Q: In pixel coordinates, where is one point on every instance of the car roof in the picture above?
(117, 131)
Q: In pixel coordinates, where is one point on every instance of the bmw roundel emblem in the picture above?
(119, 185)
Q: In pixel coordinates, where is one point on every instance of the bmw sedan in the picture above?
○ ○ ○ ○ ○ ○ ○
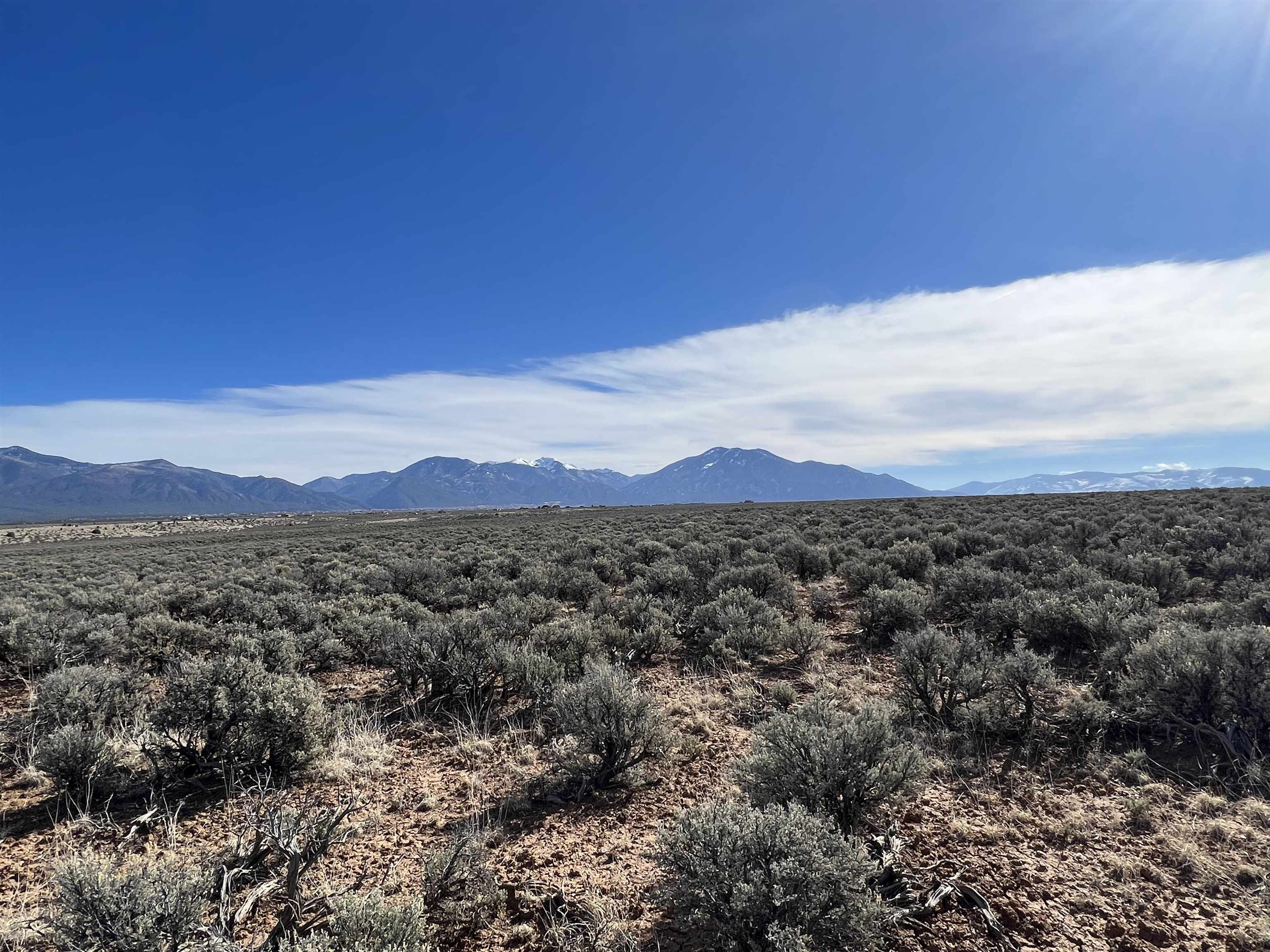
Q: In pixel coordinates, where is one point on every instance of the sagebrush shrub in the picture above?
○ ○ ○ ○ ○ ○ ○
Could you return exactly the lines above from the line with "emblem in the picture above?" to the line with "sedan in the picture above?", both included, and nothing else?

Q: In pixel coordinates, where is one point on every instance of the bmw roundel emblem in the picture above?
(119, 185)
Q: In pixel coordinates, where is one point on every instance of the bmw sedan in the picture above?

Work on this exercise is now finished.